RAW DATA:
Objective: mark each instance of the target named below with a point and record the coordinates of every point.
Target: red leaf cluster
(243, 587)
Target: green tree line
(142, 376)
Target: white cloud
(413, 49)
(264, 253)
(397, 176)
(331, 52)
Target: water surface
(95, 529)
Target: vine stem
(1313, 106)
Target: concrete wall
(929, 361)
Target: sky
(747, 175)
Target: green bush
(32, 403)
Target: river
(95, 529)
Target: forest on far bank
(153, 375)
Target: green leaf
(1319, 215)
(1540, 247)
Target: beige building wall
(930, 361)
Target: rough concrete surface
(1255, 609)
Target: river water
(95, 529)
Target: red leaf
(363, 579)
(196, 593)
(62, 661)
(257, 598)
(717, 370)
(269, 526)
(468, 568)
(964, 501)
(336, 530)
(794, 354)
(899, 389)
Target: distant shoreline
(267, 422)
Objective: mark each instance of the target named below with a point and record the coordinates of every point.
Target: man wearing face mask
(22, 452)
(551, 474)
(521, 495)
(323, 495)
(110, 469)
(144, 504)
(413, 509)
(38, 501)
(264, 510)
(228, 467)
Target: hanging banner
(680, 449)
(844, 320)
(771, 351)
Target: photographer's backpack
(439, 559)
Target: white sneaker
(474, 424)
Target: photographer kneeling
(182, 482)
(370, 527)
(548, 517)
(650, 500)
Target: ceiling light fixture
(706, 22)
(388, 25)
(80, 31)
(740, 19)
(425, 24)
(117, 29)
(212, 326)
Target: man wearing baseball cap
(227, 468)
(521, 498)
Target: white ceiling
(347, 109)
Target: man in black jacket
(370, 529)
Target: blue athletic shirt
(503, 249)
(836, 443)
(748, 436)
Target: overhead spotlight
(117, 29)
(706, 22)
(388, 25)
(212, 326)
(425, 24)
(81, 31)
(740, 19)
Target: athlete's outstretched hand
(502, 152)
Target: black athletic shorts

EXERCISE: Reproduce the entire listing above word for word, from its first line to its last.

IN RESPONSE:
Objective: mark each instance of the target named below with a point and record the coordinates of every point.
Target: red leaf cluster
(243, 587)
Target: green tree line
(142, 376)
Target: white cloud
(413, 49)
(264, 253)
(397, 176)
(331, 52)
Target: water surface
(95, 529)
Target: vine stem
(1313, 106)
Target: concrete wall
(929, 361)
Target: sky
(747, 175)
Target: green bush
(32, 403)
Target: river
(95, 529)
Target: forest on far bank
(153, 375)
Target: green leaf
(1319, 215)
(1540, 247)
Target: beige building wall
(930, 361)
Target: rough concrete surface
(1255, 609)
Target: river water
(95, 529)
Target: red leaf
(363, 579)
(196, 593)
(62, 661)
(257, 598)
(717, 370)
(269, 526)
(468, 568)
(964, 501)
(336, 530)
(794, 354)
(899, 389)
Target: distant shoreline
(267, 422)
Objective: mark each instance of the target named below with a point and record the coordinates of every point.
Target: man wearing face mask
(22, 452)
(551, 474)
(521, 495)
(323, 495)
(110, 469)
(144, 504)
(413, 509)
(38, 501)
(264, 510)
(228, 467)
Target: hanging banner
(680, 449)
(844, 320)
(771, 351)
Target: photographer's backpack
(439, 559)
Target: white sneaker
(474, 424)
Target: photographer kneeling
(182, 482)
(370, 527)
(548, 517)
(650, 500)
Target: ceiling light fixture
(706, 22)
(388, 25)
(80, 31)
(740, 19)
(425, 24)
(117, 29)
(212, 326)
Target: man wearing baseball cap
(227, 468)
(521, 498)
Target: white ceiling
(347, 109)
Target: man in black jacket
(370, 529)
Target: blue athletic shirt
(503, 249)
(836, 443)
(748, 436)
Target: overhead spotlight
(117, 29)
(706, 22)
(388, 25)
(212, 326)
(425, 24)
(81, 31)
(740, 19)
Target: athlete's outstretched hand
(502, 152)
Target: black athletic shorts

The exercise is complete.